[Position annotation records]
[start]
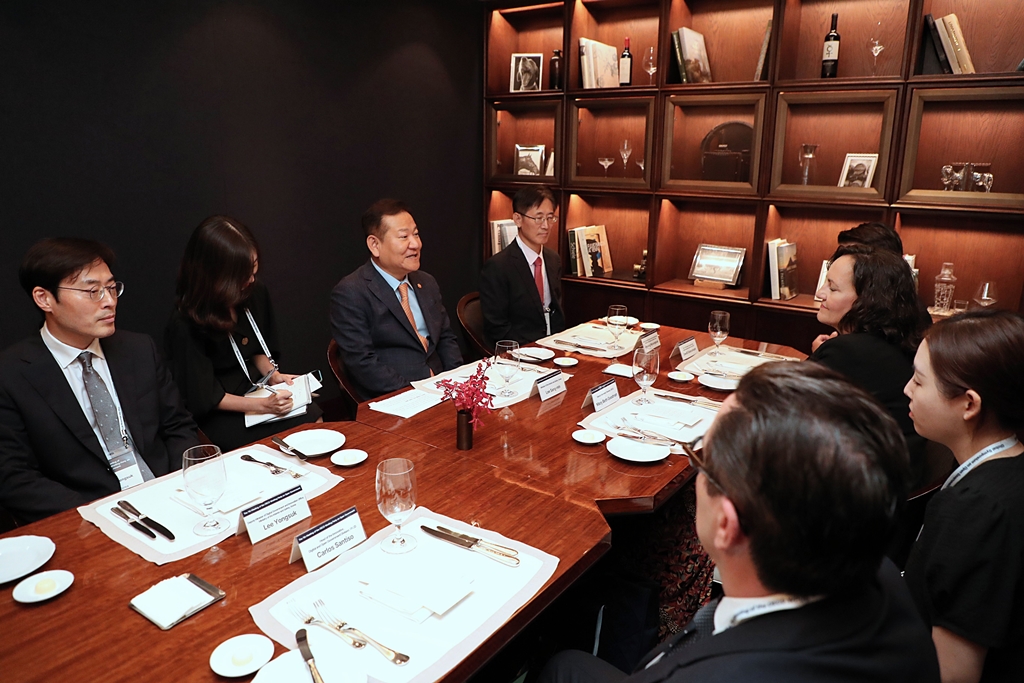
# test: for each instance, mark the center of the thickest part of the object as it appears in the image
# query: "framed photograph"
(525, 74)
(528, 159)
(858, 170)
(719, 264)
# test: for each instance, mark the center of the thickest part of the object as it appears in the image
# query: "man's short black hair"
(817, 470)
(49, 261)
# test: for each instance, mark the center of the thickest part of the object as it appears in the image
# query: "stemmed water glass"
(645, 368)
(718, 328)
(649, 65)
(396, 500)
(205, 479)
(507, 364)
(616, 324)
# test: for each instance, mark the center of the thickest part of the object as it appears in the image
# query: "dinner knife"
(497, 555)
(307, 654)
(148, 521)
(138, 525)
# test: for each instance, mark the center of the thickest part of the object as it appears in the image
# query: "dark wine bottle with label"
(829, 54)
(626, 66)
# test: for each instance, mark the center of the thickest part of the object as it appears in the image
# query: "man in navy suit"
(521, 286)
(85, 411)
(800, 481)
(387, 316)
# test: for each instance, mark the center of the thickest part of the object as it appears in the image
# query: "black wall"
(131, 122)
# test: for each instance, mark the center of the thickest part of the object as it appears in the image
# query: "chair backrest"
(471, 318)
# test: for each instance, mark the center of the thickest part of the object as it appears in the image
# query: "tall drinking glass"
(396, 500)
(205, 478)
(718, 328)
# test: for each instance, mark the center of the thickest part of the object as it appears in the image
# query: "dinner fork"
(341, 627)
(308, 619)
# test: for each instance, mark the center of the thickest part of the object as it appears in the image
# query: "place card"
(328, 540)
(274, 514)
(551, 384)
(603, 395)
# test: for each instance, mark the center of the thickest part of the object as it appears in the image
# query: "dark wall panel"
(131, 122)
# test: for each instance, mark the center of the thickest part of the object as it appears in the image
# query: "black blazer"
[end]
| Written task |
Every record must be copied exactly, with images dropped from the result.

| Problem solution |
# test: for each instance, mark the center of the thickest part of the object as it appears in the image
# query: "framed photograph"
(525, 74)
(528, 159)
(858, 170)
(719, 264)
# test: for each instance, mark the center of the thickest part of the object as it appears in the image
# query: "man's short black hair"
(817, 470)
(49, 261)
# test: for each instance, mark the center of the thickest part of the object as it appears in the image
# query: "stemmed water glass"
(645, 368)
(718, 328)
(649, 65)
(396, 500)
(205, 479)
(507, 364)
(616, 324)
# test: for each instance, mark the center of the thickest part of the object as it appears in the image
# query: "dinner knife"
(497, 555)
(307, 654)
(148, 521)
(138, 525)
# test: for each instance, mark the center of the thickest part of the object as it appears in the image
# query: "dark wine bottle with label"
(829, 54)
(626, 66)
# test: for each instance, mark the center of the thickest part of the object as it appears in the image
# query: "man in navy suit"
(521, 286)
(85, 411)
(800, 481)
(387, 316)
# test: for each instance, mark the center of the thickest part of the object as it appears in the image
# query: "black wall"
(131, 122)
# test: for each instance, mark the center of the thickest part of the object as it appears in the image
# query: "chair backrest"
(471, 318)
# test: for each instance, mark the center of the thickest part of the object as it appears in the image
# query: "tall drinking glass"
(396, 500)
(205, 478)
(718, 328)
# test: for each instance, mark the center of the thickest part of the object as it appears in the image
# query: "dinner fork"
(341, 627)
(308, 619)
# test: for each instance, mark the center of the thickest part of the object as it appears in the image
# query: "place card"
(328, 540)
(274, 514)
(551, 384)
(603, 395)
# test: for each instance, mark the center of the thickest part of the object as it appears in the image
# query: "dark wall panel"
(131, 122)
# test: for each instance, mark the center of the thickest part of the object as it appears in the image
# query: "black blazer"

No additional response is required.